'''

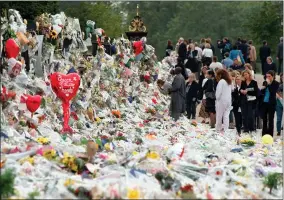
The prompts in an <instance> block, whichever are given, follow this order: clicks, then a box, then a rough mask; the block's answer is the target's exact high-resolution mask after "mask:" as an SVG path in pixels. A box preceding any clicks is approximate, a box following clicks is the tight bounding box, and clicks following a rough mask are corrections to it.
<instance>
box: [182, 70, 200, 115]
mask: <svg viewBox="0 0 284 200" xmlns="http://www.w3.org/2000/svg"><path fill="white" fill-rule="evenodd" d="M195 79H196V78H195V74H193V73H191V74H190V75H189V77H188V82H187V83H186V89H185V91H186V103H185V104H186V114H187V118H188V119H195V115H196V102H197V95H198V91H199V85H198V83H197V82H196V80H195Z"/></svg>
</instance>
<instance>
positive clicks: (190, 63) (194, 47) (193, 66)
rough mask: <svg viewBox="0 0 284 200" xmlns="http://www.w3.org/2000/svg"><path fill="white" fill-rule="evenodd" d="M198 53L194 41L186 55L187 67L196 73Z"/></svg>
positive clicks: (191, 70)
mask: <svg viewBox="0 0 284 200" xmlns="http://www.w3.org/2000/svg"><path fill="white" fill-rule="evenodd" d="M197 54H198V51H197V50H195V46H194V44H193V43H191V44H189V46H188V52H187V57H186V58H187V62H186V64H185V67H186V68H187V69H190V71H191V72H192V73H195V74H197V73H198V63H197Z"/></svg>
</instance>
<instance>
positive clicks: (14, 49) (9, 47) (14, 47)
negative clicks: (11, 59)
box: [5, 39, 20, 58]
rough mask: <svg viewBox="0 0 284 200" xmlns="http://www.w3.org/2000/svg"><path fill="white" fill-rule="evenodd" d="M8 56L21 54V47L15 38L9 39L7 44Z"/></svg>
mask: <svg viewBox="0 0 284 200" xmlns="http://www.w3.org/2000/svg"><path fill="white" fill-rule="evenodd" d="M5 51H6V55H7V58H16V57H17V56H18V55H19V52H20V47H19V45H17V43H16V41H15V40H14V39H8V40H7V42H6V46H5Z"/></svg>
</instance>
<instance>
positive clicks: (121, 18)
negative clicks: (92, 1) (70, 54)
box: [61, 2, 124, 37]
mask: <svg viewBox="0 0 284 200" xmlns="http://www.w3.org/2000/svg"><path fill="white" fill-rule="evenodd" d="M67 3H68V4H67ZM69 3H70V2H62V7H61V8H62V11H64V12H65V14H66V16H70V17H76V18H78V19H79V21H80V25H81V29H82V30H85V27H86V22H87V20H92V21H95V22H96V27H97V28H102V29H104V30H105V32H106V34H107V35H108V36H109V37H118V36H121V33H122V32H123V29H124V27H122V26H121V25H122V15H121V14H120V13H117V12H115V10H114V9H113V8H112V7H111V4H109V3H106V2H96V3H90V2H79V3H78V2H76V5H77V6H74V4H69ZM74 3H75V2H74Z"/></svg>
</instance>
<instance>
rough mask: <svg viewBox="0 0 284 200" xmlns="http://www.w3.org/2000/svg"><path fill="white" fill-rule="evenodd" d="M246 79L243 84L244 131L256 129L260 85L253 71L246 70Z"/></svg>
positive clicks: (242, 99)
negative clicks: (258, 88) (259, 88)
mask: <svg viewBox="0 0 284 200" xmlns="http://www.w3.org/2000/svg"><path fill="white" fill-rule="evenodd" d="M242 76H243V78H244V81H243V82H242V84H241V90H240V93H241V111H242V117H243V125H244V132H247V133H248V132H253V131H255V110H256V105H257V96H258V86H257V82H256V81H255V80H253V77H252V75H251V72H250V71H249V70H244V71H243V73H242Z"/></svg>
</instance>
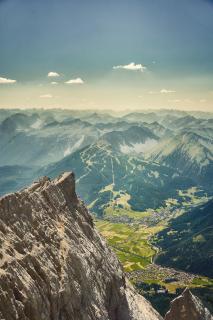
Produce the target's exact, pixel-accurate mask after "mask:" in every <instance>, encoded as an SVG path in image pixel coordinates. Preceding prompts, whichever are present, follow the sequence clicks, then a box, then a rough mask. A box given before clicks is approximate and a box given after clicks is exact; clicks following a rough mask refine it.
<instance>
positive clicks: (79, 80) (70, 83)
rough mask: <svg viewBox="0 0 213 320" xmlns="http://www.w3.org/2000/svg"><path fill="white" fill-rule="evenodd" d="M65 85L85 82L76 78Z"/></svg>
mask: <svg viewBox="0 0 213 320" xmlns="http://www.w3.org/2000/svg"><path fill="white" fill-rule="evenodd" d="M64 83H66V84H83V83H84V81H83V80H82V79H81V78H76V79H70V80H68V81H66V82H64Z"/></svg>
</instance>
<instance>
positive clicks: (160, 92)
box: [160, 89, 176, 94]
mask: <svg viewBox="0 0 213 320" xmlns="http://www.w3.org/2000/svg"><path fill="white" fill-rule="evenodd" d="M175 92H176V91H174V90H167V89H162V90H161V91H160V93H163V94H167V93H175Z"/></svg>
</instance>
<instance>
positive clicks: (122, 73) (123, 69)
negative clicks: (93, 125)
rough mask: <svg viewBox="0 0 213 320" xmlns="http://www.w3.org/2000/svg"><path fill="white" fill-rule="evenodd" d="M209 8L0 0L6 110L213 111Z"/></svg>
mask: <svg viewBox="0 0 213 320" xmlns="http://www.w3.org/2000/svg"><path fill="white" fill-rule="evenodd" d="M212 17H213V1H211V0H178V1H177V0H176V1H175V0H107V1H106V0H89V1H88V0H75V1H74V0H36V1H34V0H0V108H35V107H38V108H39V107H45V108H70V109H113V110H115V111H119V110H124V109H137V110H143V109H148V108H154V109H156V108H176V109H181V110H202V111H213V18H212Z"/></svg>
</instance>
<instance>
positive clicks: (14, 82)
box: [0, 77, 16, 84]
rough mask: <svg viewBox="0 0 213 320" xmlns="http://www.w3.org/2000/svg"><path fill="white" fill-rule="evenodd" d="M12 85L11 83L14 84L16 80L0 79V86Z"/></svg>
mask: <svg viewBox="0 0 213 320" xmlns="http://www.w3.org/2000/svg"><path fill="white" fill-rule="evenodd" d="M5 83H6V84H12V83H16V80H12V79H7V78H1V77H0V84H5Z"/></svg>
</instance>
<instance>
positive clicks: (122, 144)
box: [120, 139, 157, 154]
mask: <svg viewBox="0 0 213 320" xmlns="http://www.w3.org/2000/svg"><path fill="white" fill-rule="evenodd" d="M156 144H157V141H156V140H155V139H147V140H146V142H144V143H132V144H131V145H127V144H122V145H120V151H121V152H122V153H124V154H129V153H144V152H147V151H149V150H150V149H151V148H153V147H154V146H155V145H156Z"/></svg>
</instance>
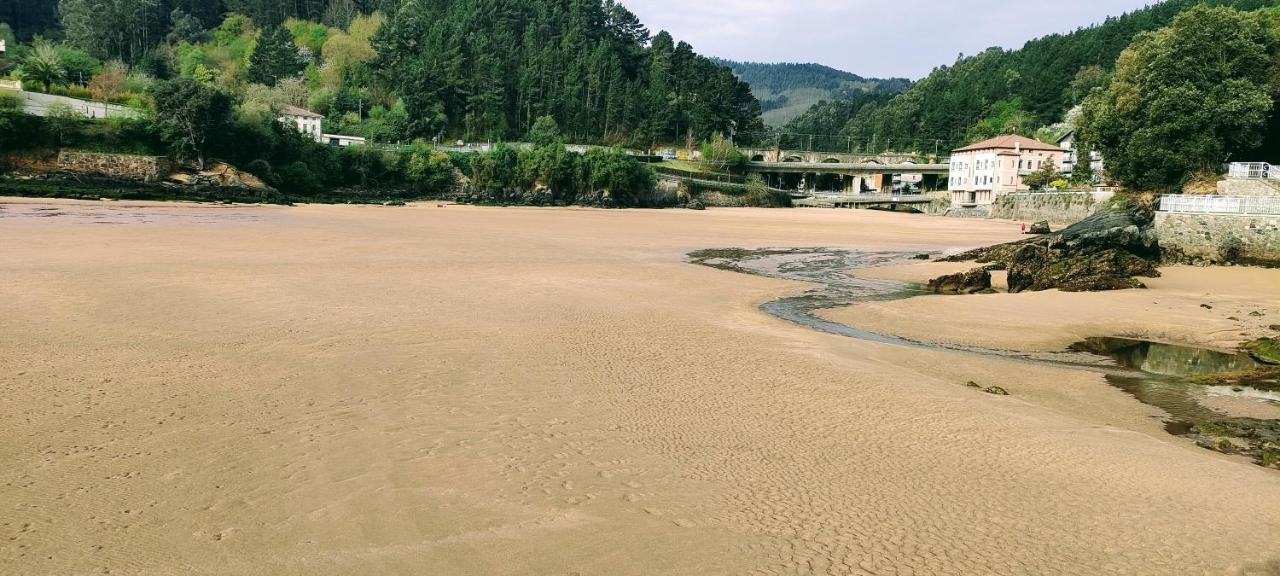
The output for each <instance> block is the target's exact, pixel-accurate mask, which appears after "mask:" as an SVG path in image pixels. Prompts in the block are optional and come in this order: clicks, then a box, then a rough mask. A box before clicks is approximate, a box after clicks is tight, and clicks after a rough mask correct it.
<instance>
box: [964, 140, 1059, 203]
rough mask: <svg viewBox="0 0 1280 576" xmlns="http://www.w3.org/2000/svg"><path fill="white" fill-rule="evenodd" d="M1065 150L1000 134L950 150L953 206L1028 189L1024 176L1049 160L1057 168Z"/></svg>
mask: <svg viewBox="0 0 1280 576" xmlns="http://www.w3.org/2000/svg"><path fill="white" fill-rule="evenodd" d="M1065 159H1066V150H1062V148H1060V147H1057V146H1053V145H1047V143H1044V142H1041V141H1037V140H1032V138H1028V137H1025V136H1016V134H1012V136H1001V137H998V138H992V140H986V141H982V142H978V143H974V145H969V146H965V147H963V148H959V150H956V151H954V152H951V178H950V179H948V180H947V189H948V191H951V205H952V206H989V205H991V204H992V202H995V201H996V197H998V196H1001V195H1005V193H1009V192H1018V191H1021V189H1027V186H1024V184H1023V177H1025V175H1028V174H1030V173H1032V172H1036V170H1037V169H1039V168H1041V166H1043V165H1044V163H1047V161H1050V160H1052V161H1053V163H1055V164H1056V165H1057V166H1059V168H1061V166H1062V161H1064V160H1065Z"/></svg>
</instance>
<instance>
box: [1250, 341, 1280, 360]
mask: <svg viewBox="0 0 1280 576" xmlns="http://www.w3.org/2000/svg"><path fill="white" fill-rule="evenodd" d="M1243 348H1244V351H1245V352H1248V353H1249V356H1253V360H1257V361H1258V362H1262V364H1270V365H1272V366H1276V365H1280V339H1275V338H1258V339H1256V340H1253V342H1249V343H1247V344H1244V346H1243Z"/></svg>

'''

TASK TO COMPLETE: When a line of the entries contains "then", it counts; say how many such lines there are, and nothing more.

EXERCISE SOLUTION: 3